[Exercise brief]
The answer must be an exact copy of every entry, with no pictures in it.

(Records drawn from a dataset)
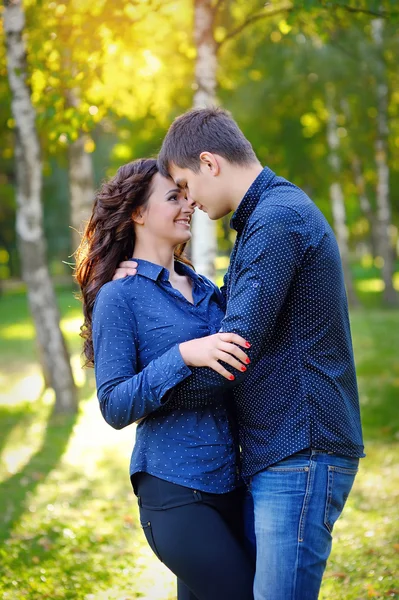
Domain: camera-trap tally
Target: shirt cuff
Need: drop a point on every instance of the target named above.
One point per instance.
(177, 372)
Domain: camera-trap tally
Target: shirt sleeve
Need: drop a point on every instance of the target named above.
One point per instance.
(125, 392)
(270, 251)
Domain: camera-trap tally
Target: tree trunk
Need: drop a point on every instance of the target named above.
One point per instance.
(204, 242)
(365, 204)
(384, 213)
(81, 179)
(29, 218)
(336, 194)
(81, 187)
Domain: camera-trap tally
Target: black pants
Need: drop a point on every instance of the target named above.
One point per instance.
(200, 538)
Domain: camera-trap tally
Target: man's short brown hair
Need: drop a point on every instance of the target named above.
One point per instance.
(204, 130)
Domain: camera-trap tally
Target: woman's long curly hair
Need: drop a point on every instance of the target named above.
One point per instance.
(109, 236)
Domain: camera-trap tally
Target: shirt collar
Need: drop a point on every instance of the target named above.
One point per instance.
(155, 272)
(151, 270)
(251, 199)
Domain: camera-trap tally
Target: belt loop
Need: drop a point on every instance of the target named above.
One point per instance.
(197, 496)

[Exercise answer]
Domain: camera-trap tally
Target: shirt cuff
Need: drop a point on every instance of the target named above.
One point per instance.
(177, 372)
Domain: camera-trap tally
Target: shirt sleeve
Need: drop a point on every instance of the target named above.
One point per instance.
(125, 392)
(270, 251)
Domain: camera-trap tally
Target: tree trunk
Need: drop a point on every instance of the target named above.
One point per instance.
(204, 242)
(365, 204)
(384, 213)
(81, 179)
(29, 218)
(336, 194)
(81, 187)
Domain: camera-trap tally
Target: black pants
Need: drop a point on every instance of the target named above.
One point per instance.
(200, 538)
Domain: camera-trap tally
Target: man's short brown hair
Need: drop a point on every instance of the target named above.
One point per instance.
(204, 130)
Domain: camera-trap tally
Target: woman's long curly hair
Need: drop a point on every instance of the target named above.
One point per instance.
(109, 236)
Domain: camera-trap tally
Target: shirt collar
Need: drop a point on every instance of the target named above.
One point per instance.
(155, 272)
(151, 270)
(251, 199)
Domain: camera-trap tally
Target: belt loop
Need: drop a point on every instance of the target named above.
One point per instance.
(197, 496)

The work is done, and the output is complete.